**SOURCE**
Search this Blog

Thursday, March 20, 2014

What is a crashinfo file?

What is a crashinfo file.How to find and pull the crash info files from a 6500/7600 after a crash or unscheduled reload?

6500/7600 has two crashinfo files per crash, one for RP, one for SP. Cisco TAC needs BOTH crashinfo files in order to best determine the root cause of the crash.
To recover the crashinfo files log the output of:
  RP:  more bootflash:crashinfo_YourTimestamp
  SP:  more sup-bootdisk:crashinfo_YourTimestamp
If the device has redundant supervisors then the crashinfo files may be stored like:
  RP:  more slavebootflash:crashinfo_YourTimestamp
  SP:  more slavesup-bootdisk:crashinfo_YourTimestamp
Finally, sometimes the SP path is sup-bootflash: instead of sup-bootdisk:
Details follow below.

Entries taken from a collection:
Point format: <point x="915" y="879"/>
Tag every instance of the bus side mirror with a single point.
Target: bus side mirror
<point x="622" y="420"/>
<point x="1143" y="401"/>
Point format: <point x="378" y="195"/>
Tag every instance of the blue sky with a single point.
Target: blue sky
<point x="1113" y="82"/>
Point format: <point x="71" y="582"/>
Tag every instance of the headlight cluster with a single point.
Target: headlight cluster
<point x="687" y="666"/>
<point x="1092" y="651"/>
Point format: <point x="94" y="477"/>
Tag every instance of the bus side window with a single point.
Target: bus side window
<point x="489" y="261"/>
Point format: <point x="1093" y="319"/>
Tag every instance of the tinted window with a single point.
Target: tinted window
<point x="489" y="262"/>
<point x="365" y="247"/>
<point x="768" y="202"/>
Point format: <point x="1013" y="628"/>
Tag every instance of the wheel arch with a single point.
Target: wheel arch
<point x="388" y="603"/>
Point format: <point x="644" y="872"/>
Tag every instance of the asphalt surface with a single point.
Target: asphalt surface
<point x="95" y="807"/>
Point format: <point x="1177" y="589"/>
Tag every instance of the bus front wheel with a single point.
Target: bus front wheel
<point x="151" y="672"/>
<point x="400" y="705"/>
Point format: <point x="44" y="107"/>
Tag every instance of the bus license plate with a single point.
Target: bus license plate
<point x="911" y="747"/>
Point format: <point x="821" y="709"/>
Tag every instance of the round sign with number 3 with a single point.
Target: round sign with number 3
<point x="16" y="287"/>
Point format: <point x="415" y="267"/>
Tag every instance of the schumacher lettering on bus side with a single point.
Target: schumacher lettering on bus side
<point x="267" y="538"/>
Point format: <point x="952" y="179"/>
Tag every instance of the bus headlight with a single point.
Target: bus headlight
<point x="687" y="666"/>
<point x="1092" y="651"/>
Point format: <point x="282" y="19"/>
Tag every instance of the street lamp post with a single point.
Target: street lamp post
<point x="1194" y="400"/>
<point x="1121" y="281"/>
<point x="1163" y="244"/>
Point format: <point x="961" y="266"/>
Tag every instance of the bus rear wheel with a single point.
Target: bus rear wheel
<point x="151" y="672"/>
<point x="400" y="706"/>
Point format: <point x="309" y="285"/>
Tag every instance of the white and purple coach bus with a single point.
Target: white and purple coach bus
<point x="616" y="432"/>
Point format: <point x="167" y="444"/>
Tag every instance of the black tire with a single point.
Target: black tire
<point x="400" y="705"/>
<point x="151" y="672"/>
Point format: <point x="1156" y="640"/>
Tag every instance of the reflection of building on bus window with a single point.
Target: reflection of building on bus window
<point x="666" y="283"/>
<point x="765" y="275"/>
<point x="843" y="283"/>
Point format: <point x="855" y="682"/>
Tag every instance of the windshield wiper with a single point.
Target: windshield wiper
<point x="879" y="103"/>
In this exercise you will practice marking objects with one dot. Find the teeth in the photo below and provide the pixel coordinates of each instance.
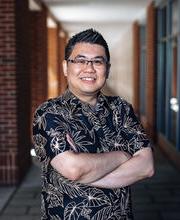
(88, 78)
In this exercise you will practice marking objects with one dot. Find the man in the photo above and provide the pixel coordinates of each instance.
(91, 146)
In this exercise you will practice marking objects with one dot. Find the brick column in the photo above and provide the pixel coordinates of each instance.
(38, 57)
(136, 66)
(62, 44)
(14, 91)
(53, 62)
(151, 67)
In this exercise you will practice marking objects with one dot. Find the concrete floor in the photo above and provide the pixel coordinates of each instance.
(157, 198)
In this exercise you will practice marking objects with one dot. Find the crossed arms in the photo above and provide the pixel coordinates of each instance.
(107, 170)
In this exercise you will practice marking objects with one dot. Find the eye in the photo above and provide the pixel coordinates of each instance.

**PROBLEMS AND TASKS**
- a) Retype the crashinfo post from "6500/7600 has two" to "Details follow below.".
- b) List every command in the crashinfo post that recovers a crashinfo file.
- c) According to the crashinfo post, how many crashinfo files does a 6500/7600 produce per crash?

**ANSWERS TO THE PROBLEMS**
- a)
6500/7600 has two crashinfo files per crash, one for RP, one for SP. Cisco TAC needs BOTH crashinfo files in order to best determine the root cause of the crash.
To recover the crashinfo files log the output of:
  RP:  more bootflash:crashinfo_YourTimestamp
  SP:  more sup-bootdisk:crashinfo_YourTimestamp
If the device has redundant supervisors then the crashinfo files may be stored like:
  RP:  more slavebootflash:crashinfo_YourTimestamp
  SP:  more slavesup-bootdisk:crashinfo_YourTimestamp
Finally, sometimes the SP path is sup-bootflash: instead of sup-bootdisk:
Details follow below.

- b)
more bootflash:crashinfo_YourTimestamp
more sup-bootdisk:crashinfo_YourTimestamp
more slavebootflash:crashinfo_YourTimestamp
more slavesup-bootdisk:crashinfo_YourTimestamp

- c) Two: one for the RP and one for the SP.